• Exercise aim
Copy out the rows below word for word, beginning with the line that contains "Practice step: locate the rapeseed" and ending with the line that contains "pixel 85 73". Include both of those lines and nothing outside them.

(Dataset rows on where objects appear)
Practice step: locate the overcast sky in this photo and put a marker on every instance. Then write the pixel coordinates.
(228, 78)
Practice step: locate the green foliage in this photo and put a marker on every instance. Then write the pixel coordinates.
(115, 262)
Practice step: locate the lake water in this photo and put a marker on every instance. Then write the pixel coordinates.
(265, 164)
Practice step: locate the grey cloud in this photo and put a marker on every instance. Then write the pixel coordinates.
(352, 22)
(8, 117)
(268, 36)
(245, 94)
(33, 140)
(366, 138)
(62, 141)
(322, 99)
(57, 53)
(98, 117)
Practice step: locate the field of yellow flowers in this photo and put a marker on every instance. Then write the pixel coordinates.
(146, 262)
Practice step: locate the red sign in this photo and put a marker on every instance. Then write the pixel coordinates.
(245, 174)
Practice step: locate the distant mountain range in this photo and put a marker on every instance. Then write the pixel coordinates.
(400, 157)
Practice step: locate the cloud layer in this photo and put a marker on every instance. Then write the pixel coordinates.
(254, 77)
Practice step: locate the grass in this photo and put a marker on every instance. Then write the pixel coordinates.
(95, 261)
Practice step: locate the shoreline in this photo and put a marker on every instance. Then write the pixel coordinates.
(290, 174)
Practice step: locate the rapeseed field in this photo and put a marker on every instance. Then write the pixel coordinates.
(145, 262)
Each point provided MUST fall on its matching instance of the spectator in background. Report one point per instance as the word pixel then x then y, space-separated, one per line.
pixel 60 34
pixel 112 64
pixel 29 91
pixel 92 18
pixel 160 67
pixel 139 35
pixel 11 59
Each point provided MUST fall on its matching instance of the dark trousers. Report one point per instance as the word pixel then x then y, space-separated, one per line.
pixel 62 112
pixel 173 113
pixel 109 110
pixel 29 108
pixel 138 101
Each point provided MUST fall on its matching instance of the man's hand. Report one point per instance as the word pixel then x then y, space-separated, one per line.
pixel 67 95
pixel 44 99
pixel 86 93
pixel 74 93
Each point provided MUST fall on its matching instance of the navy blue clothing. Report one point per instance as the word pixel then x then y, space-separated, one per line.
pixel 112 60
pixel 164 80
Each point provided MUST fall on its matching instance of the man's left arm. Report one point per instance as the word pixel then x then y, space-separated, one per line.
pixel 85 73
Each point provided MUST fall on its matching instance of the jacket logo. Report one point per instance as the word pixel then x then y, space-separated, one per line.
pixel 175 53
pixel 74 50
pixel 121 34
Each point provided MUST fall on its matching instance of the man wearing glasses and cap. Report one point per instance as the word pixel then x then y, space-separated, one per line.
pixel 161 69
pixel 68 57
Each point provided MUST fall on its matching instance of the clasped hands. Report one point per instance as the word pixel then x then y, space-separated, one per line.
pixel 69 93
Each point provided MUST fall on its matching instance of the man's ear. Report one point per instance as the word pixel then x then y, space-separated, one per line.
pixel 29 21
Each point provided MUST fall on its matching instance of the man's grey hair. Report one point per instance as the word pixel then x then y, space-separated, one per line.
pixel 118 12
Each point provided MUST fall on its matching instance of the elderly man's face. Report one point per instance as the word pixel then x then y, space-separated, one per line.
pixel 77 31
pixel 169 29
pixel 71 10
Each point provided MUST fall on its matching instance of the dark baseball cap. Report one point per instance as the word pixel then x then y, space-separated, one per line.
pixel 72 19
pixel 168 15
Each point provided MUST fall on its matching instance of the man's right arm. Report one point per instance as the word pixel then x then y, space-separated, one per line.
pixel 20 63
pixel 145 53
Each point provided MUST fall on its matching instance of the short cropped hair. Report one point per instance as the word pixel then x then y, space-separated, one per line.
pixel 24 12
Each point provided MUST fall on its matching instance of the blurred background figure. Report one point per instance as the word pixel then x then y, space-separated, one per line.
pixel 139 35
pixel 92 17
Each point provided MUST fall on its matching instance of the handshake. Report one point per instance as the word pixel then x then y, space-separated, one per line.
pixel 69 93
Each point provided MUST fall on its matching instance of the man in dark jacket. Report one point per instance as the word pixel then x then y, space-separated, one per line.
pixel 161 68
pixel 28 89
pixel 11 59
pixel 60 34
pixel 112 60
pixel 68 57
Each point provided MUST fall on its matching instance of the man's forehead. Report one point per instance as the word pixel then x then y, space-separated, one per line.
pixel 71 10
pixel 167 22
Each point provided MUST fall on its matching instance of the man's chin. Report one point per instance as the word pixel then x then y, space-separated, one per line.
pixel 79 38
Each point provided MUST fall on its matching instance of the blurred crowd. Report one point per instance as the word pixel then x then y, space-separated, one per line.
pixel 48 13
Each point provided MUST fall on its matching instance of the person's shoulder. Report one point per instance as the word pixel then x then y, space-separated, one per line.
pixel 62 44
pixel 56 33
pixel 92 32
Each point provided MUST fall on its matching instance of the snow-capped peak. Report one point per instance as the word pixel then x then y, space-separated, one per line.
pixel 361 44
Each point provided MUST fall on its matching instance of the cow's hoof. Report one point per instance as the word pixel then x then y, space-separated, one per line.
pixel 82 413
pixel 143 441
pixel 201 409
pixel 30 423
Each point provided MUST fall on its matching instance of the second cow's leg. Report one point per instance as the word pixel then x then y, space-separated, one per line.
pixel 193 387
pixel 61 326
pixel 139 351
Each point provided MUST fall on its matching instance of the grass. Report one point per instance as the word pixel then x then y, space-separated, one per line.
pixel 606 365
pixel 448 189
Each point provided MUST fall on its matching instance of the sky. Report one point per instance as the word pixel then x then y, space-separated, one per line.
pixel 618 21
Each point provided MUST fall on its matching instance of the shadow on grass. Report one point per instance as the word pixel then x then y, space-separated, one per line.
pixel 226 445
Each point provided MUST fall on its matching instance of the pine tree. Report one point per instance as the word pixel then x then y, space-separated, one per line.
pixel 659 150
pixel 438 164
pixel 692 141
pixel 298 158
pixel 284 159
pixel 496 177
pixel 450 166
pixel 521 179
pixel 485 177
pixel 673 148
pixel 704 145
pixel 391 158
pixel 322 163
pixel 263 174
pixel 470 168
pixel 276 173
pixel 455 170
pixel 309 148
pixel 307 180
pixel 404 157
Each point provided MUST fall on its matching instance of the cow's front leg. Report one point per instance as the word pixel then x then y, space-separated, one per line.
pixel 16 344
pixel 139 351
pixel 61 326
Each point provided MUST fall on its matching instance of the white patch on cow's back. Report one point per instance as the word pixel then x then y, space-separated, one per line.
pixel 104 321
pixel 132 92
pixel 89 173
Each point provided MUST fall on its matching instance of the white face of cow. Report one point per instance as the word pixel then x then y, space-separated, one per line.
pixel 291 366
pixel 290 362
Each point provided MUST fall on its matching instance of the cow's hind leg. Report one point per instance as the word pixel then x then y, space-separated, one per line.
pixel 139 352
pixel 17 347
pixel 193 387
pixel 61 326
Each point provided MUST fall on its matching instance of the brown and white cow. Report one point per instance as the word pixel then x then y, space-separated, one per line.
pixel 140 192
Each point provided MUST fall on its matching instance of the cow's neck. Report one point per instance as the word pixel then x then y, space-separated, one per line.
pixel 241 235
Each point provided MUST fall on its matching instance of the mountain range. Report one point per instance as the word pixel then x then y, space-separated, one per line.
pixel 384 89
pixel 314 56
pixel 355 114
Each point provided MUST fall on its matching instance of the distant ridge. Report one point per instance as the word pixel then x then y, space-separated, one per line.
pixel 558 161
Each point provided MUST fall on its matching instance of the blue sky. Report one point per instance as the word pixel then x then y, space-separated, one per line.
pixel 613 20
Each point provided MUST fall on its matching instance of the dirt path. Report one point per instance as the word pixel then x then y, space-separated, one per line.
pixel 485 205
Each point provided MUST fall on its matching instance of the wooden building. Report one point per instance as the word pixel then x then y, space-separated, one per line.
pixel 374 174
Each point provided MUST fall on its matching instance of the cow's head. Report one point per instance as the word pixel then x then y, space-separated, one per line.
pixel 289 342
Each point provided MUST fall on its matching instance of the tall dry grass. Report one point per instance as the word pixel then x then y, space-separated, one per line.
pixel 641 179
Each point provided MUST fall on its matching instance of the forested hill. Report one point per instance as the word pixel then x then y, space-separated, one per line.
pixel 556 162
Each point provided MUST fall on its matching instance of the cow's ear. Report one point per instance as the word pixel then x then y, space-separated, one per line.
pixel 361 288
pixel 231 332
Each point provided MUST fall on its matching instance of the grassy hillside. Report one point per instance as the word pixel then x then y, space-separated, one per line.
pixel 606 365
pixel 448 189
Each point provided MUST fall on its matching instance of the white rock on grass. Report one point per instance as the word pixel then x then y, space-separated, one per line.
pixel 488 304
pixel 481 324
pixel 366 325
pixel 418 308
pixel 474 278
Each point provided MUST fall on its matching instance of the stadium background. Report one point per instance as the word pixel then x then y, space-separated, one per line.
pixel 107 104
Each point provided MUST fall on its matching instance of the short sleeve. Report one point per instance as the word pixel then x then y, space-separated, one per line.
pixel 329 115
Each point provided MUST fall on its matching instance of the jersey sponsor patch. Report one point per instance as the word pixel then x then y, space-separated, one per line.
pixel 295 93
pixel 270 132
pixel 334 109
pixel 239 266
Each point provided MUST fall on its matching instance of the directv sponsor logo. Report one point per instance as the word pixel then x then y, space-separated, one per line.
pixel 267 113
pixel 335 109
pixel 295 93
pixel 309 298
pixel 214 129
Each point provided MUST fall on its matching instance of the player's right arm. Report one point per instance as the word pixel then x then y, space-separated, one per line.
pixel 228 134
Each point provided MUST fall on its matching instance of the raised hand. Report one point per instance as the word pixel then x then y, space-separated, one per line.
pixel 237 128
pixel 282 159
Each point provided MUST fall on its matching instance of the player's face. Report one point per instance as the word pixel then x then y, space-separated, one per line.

• Solution
Practice step: locate the rapeseed field in this photo and put a marker on every instance. Then write the pixel coordinates.
(145, 262)
Each point provided MUST fall on its matching instance of the spectator in background. Report one point per instance as the word pixel then x then y, space-separated, one per line.
pixel 60 34
pixel 112 64
pixel 29 91
pixel 92 18
pixel 160 67
pixel 139 35
pixel 11 59
Each point provided MUST fall on its matching instance of the dark trousers. Report one point per instance as the word pixel then x then y, space-separated, one per line.
pixel 62 112
pixel 173 113
pixel 109 110
pixel 29 108
pixel 138 101
Each point provided MUST fall on its matching instance of the man's hand. Report one point per instance as the word pixel then x then y, space-separated, one per line.
pixel 67 95
pixel 44 99
pixel 86 93
pixel 74 93
Each point provided MUST fall on its matching instance of the navy blue clothing. Report one point per instance as the word pixel then x then y, space-separated, one per line.
pixel 112 60
pixel 164 80
Each point provided MUST fall on its matching instance of the man's left arm. Report one point per instance as the word pixel then x then y, space-separated, one per line.
pixel 85 73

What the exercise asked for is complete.